== Énoncé ==
Modifiez toutes les entrées en remplaçant « bounding box » par « rectangle », sans rien changer d'autre.

+ + + + + + +

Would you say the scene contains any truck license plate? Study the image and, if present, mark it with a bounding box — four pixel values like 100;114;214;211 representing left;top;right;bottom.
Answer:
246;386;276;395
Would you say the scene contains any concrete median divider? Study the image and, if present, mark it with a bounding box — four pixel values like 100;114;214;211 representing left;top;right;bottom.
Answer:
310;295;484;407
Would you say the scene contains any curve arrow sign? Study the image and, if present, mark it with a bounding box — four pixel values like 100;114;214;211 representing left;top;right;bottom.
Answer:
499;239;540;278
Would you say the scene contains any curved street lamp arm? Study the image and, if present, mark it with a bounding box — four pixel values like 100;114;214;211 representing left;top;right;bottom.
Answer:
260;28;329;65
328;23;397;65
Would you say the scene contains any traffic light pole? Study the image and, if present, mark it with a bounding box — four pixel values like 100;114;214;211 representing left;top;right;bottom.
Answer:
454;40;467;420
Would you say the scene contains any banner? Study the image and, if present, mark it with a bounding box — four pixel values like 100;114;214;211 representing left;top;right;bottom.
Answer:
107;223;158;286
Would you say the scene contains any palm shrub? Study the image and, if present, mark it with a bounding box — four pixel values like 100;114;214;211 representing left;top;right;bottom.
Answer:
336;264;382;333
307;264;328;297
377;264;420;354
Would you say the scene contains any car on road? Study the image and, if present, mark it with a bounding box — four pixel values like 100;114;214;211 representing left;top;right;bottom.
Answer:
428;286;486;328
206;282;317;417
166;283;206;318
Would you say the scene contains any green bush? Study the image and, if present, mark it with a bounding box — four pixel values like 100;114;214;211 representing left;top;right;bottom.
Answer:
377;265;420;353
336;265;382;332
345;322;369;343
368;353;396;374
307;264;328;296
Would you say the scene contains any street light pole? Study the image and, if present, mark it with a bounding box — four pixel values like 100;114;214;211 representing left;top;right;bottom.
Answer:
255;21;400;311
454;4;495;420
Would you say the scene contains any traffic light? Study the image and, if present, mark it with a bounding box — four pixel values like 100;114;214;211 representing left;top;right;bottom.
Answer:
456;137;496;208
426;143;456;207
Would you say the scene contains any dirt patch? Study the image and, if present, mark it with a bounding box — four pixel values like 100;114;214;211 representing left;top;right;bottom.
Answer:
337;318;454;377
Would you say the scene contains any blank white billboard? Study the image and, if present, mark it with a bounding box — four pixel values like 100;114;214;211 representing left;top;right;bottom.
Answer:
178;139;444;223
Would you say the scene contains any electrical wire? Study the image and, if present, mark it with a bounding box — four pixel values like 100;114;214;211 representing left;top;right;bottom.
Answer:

+ + + + + + +

== Corrigé ==
Would you say the scene contains any truck license plate? Study the image and, if present, mark it with a rectangle — four pixel values like 100;114;214;211 representing left;top;right;bottom.
Answer:
246;386;276;395
Would you say the scene contains any concrete median divider? Study the image and, if present, mark it with a rectangle — four pixel values like 100;114;214;211 representing left;top;right;bottom.
Answer:
310;295;484;407
Would you say the scene contains any curve arrow sign? Study the image and, if present, mark it with a rectangle — four pixel values like 100;114;214;211 representing left;top;right;bottom.
Answer:
499;239;540;278
Would you say the scene contains any curved street lamp arm? Study the image and, if present, mark it with a rectangle — four pixel values like 100;114;214;211 representing left;top;right;bottom.
Answer:
260;28;329;65
328;23;397;65
Would you say the scene contains any traffic light pole? Study the image and, if present, mark it with a rectangle — four pixel values like 100;114;214;211 representing left;top;right;bottom.
Answer:
454;40;467;420
Would you say the scene contains any banner? Study the image and, if present, mark it with a rectangle — four pixel values like 100;114;214;211 representing left;top;right;bottom.
Answer:
107;223;158;286
Would you say the scene contains any palm shrub? Study the image and, if present, mark it with a rectangle — four pixel values like 100;114;214;211 representing left;top;right;bottom.
Answer:
336;264;382;333
307;264;328;297
377;264;420;354
Would you say the scene contains any car on road? Study the image and, if present, mark it with a rectangle — four pixel values like 100;114;214;211 representing left;top;right;bottom.
Answer:
428;286;486;328
206;282;317;417
166;283;206;318
Would you say the scene contains any green bush? Study the image and, if present, mark it with a rectangle — four pixel values like 100;114;214;211 representing left;top;right;bottom.
Answer:
377;265;420;353
336;265;382;332
345;322;369;343
368;353;396;374
307;264;328;296
Would you say the scene contains any street light pole? Study the image and, if present, mark it with a rectangle — four pixel values like 100;114;214;211 representing left;top;right;bottom.
Answer:
255;21;400;311
454;4;495;420
Would you say the scene contains any traffic light? Study the image and, if present, mark it with a rectangle — four pixel values like 100;114;214;211 representing left;top;right;bottom.
Answer:
456;137;496;208
426;143;456;207
Would you say the scene contains any dirt patch? Study the image and, if present, mark it with a rectangle — four pixel values like 100;114;214;211 representing left;top;right;bottom.
Answer:
337;318;454;377
Would you say the scene contains any blank white billboard? Study the image and, if present, mark it with a rectangle — four pixel values like 100;114;214;211 representing left;top;right;bottom.
Answer:
178;139;444;223
Would you say the scene contains any electrical wire? Study the image and, if present, mark it with a rectangle — four pixel values like 100;114;214;211 representing left;top;right;bottom.
Answer:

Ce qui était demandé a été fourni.